■ EXERCISE PASSAGE:
I tried to think my way out of it by remembering my mom comforting me all those years ago, telling me it was just my imagination, but the visitor would have none of it. She immediately twisted that thought into guilt: I misinterpreted mom’s explanation back then. How many times have I thought I was comforting my own children but instead I was screwing them up? Soon a fresh wave of tears came as I reflected on possible parental failures.

Then another voice emerged, perhaps this very voice I’m using to write with now.

“This is why I drank,” it said frankly. “Drinking helped me fall asleep before the whispering. Why am I allowing this? This is nothing but lake diving.”

“Lake diving” goes back to a lesson from Sunday School. When we ask for forgiveness, the thing we did wrong is forgiven and tossed into the bottom of a deep lake. Once we take responsibility for something and acknowledge regret, we have to accept the forgiveness for which we’ve asked. Going through memories is like scuba diving for old garbage from the bottom of a lake, emerging triumphantly with a shout. “I found it!”

My tears stopped suddenly as I realized the ridiculousness of waving decaying old dug-up relics over my head, reliving the pain, and calling, “God can you ever forgive me?!”

■ WORK ORDER 1: Print the lake-diving passage exactly, between "I tried to think" and "write with now.", inclusive.
■ WORK ORDER 2: In the lake-diving passage, where does the lesson behind "lake diving" come from?

■ EXERCISE DATA:
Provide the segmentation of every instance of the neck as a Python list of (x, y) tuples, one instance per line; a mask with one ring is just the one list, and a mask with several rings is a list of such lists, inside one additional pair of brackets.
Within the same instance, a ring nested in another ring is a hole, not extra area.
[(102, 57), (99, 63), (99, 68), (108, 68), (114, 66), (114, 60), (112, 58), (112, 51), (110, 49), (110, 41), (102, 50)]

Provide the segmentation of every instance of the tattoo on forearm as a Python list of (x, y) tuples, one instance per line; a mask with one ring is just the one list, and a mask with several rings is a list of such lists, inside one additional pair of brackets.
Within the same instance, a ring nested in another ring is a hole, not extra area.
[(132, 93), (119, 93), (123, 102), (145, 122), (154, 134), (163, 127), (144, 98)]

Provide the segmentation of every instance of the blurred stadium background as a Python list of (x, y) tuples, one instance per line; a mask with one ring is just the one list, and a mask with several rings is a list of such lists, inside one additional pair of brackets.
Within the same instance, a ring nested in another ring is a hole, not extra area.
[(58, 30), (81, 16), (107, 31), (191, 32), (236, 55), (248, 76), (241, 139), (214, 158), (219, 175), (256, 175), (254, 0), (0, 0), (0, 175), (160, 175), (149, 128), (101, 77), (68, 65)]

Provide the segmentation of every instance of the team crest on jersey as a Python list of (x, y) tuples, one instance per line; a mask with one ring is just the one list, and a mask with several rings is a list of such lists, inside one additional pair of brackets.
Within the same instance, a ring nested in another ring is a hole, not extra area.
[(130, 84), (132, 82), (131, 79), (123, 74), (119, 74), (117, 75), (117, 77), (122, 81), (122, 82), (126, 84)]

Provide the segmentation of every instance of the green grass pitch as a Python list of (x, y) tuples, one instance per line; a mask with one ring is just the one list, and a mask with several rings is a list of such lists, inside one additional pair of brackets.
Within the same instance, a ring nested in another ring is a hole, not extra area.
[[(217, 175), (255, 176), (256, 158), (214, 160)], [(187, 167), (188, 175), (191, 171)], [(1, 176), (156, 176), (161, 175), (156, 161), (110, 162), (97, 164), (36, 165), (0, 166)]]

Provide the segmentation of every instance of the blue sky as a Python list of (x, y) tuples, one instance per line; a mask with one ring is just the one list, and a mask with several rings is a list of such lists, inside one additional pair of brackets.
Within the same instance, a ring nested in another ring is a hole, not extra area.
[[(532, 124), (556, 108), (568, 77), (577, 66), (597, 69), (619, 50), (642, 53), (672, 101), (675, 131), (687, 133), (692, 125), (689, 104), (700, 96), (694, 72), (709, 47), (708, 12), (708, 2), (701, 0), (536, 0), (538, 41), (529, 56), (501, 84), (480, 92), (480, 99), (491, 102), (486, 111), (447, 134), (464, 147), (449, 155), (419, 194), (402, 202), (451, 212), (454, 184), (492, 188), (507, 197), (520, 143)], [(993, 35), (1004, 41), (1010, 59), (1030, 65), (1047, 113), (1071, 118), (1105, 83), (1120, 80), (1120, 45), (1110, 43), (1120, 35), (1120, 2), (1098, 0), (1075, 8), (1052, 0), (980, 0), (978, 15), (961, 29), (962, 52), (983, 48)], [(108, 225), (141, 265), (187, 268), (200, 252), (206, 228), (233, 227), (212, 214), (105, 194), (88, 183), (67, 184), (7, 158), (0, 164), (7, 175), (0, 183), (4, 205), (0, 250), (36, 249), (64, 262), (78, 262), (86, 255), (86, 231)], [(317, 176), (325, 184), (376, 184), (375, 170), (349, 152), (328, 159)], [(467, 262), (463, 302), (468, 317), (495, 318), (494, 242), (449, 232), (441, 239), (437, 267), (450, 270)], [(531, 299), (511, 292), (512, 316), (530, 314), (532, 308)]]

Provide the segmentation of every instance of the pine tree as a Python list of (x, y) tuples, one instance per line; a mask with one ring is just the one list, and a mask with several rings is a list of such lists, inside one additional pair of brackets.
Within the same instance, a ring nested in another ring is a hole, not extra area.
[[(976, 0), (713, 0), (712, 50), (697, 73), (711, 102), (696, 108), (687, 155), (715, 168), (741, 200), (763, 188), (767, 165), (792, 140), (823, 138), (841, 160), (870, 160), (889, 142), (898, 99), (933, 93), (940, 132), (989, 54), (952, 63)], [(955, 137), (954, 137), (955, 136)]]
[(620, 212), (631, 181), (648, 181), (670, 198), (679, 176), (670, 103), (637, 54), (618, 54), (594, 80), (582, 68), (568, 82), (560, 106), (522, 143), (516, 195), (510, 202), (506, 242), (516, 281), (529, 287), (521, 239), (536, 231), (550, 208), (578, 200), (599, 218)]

■ FINAL ANSWER 1:
I tried to think my way out of it by remembering my mom comforting me all those years ago, telling me it was just my imagination, but the visitor would have none of it. She immediately twisted that thought into guilt: I misinterpreted mom’s explanation back then. How many times have I thought I was comforting my own children but instead I was screwing them up? Soon a fresh wave of tears came as I reflected on possible parental failures.

Then another voice emerged, perhaps this very voice I’m using to write with now.

■ FINAL ANSWER 2: Sunday School.